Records
======

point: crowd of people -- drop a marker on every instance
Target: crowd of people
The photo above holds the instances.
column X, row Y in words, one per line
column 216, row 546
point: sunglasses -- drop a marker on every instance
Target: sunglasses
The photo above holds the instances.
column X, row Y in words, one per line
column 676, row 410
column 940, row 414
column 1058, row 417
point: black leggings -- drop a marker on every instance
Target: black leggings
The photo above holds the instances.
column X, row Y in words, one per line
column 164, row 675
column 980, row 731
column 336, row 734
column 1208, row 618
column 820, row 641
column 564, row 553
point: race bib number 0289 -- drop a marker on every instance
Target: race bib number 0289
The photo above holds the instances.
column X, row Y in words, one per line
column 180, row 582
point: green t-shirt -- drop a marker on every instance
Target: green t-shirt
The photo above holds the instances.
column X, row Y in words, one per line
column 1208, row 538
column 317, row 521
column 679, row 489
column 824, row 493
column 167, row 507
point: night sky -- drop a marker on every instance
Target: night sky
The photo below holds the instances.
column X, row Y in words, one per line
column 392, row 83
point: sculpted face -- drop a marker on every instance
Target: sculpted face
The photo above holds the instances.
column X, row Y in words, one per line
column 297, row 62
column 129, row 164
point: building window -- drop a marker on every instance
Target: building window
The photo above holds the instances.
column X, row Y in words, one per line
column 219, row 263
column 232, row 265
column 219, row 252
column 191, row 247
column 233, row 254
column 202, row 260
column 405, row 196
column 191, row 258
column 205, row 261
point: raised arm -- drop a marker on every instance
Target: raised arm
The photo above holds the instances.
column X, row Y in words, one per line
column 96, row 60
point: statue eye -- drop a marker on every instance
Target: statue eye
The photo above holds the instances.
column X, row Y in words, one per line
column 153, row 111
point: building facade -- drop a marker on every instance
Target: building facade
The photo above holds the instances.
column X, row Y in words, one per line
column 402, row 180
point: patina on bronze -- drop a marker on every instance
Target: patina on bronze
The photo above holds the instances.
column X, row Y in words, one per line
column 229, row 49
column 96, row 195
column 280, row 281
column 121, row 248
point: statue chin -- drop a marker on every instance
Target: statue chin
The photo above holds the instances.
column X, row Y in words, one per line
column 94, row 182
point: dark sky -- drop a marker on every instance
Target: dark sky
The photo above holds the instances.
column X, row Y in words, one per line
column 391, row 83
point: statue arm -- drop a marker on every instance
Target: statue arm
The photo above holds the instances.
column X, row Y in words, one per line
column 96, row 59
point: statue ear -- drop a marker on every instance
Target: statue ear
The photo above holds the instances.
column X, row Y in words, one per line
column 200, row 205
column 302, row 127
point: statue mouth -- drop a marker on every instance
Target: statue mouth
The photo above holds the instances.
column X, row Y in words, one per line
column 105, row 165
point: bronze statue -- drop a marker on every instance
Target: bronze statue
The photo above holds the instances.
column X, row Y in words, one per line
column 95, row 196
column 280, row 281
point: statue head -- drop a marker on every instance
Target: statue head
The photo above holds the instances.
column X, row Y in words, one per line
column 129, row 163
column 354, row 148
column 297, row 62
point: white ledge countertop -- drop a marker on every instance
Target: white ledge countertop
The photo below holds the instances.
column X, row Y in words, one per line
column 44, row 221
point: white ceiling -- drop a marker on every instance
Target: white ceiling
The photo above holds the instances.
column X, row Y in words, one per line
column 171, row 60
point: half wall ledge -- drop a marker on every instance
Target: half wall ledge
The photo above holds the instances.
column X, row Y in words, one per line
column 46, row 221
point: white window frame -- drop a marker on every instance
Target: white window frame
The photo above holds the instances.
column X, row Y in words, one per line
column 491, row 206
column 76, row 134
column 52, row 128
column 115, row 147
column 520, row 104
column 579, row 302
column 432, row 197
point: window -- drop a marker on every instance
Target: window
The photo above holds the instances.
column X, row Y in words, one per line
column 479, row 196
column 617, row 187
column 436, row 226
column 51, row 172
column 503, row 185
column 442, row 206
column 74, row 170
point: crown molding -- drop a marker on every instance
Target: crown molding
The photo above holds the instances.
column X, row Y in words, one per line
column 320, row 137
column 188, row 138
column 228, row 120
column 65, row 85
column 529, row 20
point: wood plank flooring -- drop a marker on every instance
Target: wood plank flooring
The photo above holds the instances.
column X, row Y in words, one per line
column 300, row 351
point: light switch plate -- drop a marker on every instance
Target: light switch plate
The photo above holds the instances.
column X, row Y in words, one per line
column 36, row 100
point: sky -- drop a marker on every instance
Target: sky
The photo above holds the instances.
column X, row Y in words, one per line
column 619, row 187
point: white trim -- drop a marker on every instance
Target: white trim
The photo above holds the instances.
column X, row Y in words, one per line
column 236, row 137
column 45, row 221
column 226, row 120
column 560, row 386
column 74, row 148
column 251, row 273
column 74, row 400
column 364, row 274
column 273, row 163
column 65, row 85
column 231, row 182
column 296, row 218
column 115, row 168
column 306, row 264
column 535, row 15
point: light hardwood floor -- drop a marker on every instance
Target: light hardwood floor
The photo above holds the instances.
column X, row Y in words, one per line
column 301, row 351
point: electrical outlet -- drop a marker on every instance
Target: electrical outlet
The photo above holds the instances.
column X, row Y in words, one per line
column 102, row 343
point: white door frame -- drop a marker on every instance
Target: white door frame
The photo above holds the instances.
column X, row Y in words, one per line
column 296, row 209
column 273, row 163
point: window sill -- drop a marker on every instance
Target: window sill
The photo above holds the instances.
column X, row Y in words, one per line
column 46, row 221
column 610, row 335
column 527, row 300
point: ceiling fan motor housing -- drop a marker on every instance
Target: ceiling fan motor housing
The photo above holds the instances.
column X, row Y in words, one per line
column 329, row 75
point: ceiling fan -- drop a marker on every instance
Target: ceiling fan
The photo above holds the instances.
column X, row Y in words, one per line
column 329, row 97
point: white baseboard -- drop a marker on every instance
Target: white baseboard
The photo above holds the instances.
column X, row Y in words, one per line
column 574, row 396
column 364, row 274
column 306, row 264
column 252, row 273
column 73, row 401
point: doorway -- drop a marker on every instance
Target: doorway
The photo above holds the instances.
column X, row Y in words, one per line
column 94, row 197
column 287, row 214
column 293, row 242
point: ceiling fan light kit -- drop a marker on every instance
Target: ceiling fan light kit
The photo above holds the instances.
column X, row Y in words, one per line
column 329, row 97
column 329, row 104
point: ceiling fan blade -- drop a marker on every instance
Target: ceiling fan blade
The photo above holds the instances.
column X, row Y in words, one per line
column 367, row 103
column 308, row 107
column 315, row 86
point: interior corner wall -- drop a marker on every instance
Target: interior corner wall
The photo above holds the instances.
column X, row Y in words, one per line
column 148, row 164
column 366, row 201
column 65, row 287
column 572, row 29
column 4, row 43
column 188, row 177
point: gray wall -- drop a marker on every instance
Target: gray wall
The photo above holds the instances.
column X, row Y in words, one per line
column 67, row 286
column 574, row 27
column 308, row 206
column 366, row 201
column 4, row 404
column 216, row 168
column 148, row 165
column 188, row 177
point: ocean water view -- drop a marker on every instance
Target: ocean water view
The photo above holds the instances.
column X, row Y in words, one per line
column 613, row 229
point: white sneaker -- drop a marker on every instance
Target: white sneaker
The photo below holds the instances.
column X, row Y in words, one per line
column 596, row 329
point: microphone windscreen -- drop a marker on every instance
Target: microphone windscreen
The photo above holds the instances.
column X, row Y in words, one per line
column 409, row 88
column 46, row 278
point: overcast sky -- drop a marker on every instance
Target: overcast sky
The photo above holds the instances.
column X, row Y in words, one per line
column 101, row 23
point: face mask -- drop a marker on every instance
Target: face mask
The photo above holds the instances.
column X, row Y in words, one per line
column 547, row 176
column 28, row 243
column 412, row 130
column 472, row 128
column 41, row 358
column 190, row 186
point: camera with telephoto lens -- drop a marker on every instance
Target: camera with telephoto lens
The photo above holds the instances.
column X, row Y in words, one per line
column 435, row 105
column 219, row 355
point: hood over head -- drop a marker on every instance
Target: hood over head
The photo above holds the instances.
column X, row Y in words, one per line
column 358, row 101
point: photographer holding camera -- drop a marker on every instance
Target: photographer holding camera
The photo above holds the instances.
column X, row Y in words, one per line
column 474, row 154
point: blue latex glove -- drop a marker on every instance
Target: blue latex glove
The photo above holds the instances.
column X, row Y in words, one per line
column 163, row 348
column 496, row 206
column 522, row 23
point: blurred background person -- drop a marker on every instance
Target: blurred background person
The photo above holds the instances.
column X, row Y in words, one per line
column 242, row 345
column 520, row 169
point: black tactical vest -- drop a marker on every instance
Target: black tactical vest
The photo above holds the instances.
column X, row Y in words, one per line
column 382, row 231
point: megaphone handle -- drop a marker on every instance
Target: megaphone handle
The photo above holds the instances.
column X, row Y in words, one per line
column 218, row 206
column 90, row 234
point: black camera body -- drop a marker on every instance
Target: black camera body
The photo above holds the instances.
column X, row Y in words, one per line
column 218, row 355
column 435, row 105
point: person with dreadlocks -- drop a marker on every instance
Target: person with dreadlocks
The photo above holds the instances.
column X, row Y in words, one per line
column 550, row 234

======

> _BRIEF_:
Put the lines of the records from the one containing "point: ocean water" through the one containing "column 596, row 329" into a Markdown table with the columns Number and Record line. Leave out blank lines and number the rows in order.

> _FULL OUTPUT_:
| Number | Record line |
|---|---|
| 1 | point: ocean water view -- drop a marker on every instance |
| 2 | Target: ocean water view |
| 3 | The photo above holds the instances. |
| 4 | column X, row Y in words, one per line |
| 5 | column 613, row 229 |
| 6 | point: white sneaker -- drop a marker on every instance |
| 7 | Target: white sneaker |
| 8 | The photo below holds the instances. |
| 9 | column X, row Y in words, one per line |
| 10 | column 596, row 329 |